:: EXTRACT PROVIDED ::
━━━━━━━━━━━━━━━━━━━━━━━━━━━━━━
FIG. 2 describes in detail the method used by difference crawler 114, and the integrated difference engine, in a preferred embodiment. It is important to note that, while the method is presented as a sequential process, it will typically be implemented as an I/O (Input/Output) event driven process, using asynchronous I/O, because it is desirable to keep many HTTP connections open simultaneously to maximize document retrieval efficiency.
In step 200, difference crawler 114 requests from URL server 116 the next URL to retrieve, and retrieves the associated document. If a version of this document, associated with the same URL, was already stored in document archive 122 (test 202), the newly retrieved document is compared with the archived version (step 204). If the newly retrieved document is the same as the archived version (test 206), there is no more processing to be done for this URL and the method loops back to step 200 to process another URL after informing the URL server that the document pointed to by URL has not changed significantly (step 207).
━━━━━━━━━━━━━━━━━━━━━━━━━━━━━━
:: DATA BLOCK ::
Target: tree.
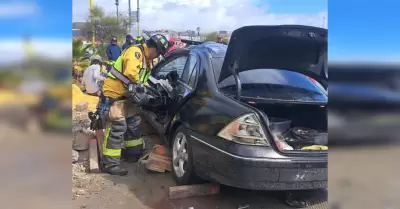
━━━━━━━━━━━━━━━━━━━━━━━━━━━━━━
:: CHALLENGE 1 ::
Copy out the difference crawler passage word for word, beginning at the words "FIG. 2 describes" and ending after "document retrieval efficiency.".
:: CHALLENGE 2 ::
Carry on the difference crawler passage from the point where it stops.
The listing comes from a different source than the difference crawler passage.

:: TASK OUTPUT 1 ::
FIG. 2 describes in detail the method used by difference crawler 114, and the integrated difference engine, in a preferred embodiment. It is important to note that, while the method is presented as a sequential process, it will typically be implemented as an I/O (Input/Output) event driven process, using asynchronous I/O, because it is desirable to keep many HTTP connections open simultaneously to maximize document retrieval efficiency.

:: TASK OUTPUT 2 ::
If no document associated with the URL is present in document archive 122 (test 202), then the newly retrieved document is stored in document archive 122 (step 218). In step 220, the document is parsed and a word index IDX is generated, as well as a list LU of URLs pointing to other documents. In the same step 220, the list LU of forward pointing URLs is sent to the URL server, in order to be considered for future crawling. Step 222 attempts to reduce the number of queries to run against the newly retrieved document, by creating a query which is a logical “or” of all the words contained in the newly retrieved document, and checking this query against the query index. The result is a list of queries LQ which may match the newly retrieved document. In step 224, which is detailed further in FIG. 3, LQ is used as well as IDX to determine the incremental matches for this newly retrieved document, i.e. the queries matching the retrieved document. After the incremental matches have been determined in step 224, difference crawler 114 loops back to step 200 to process another URL.
If there already was a document associated with the URL present in document archive 122 (test 202), and if the newly retrieved document is not the same as the archived version (test 206), then further checking is required as the document has been modified since last visited by difference crawler 114, and may match some queries.
One possibility is that only the formatting of the document changed, while the content stayed the same, in which case the change in the document is not significant with respect to the incremental search engine. This eventuality is considered in the following steps. In step 208, the newly retrieved document is parsed and a word index IDX1, containing all the word occurrences and their position in the document, is generated. In the same step, the list of forward document pointers, or URLs, is generated and sent to the URL server. This will allow these URLs to be considered for further crawling. In step 210, the archived version of the document is similarly parsed and a word index IDX2 is generated, and the newly retrieved version of the document is stored in document archive 122.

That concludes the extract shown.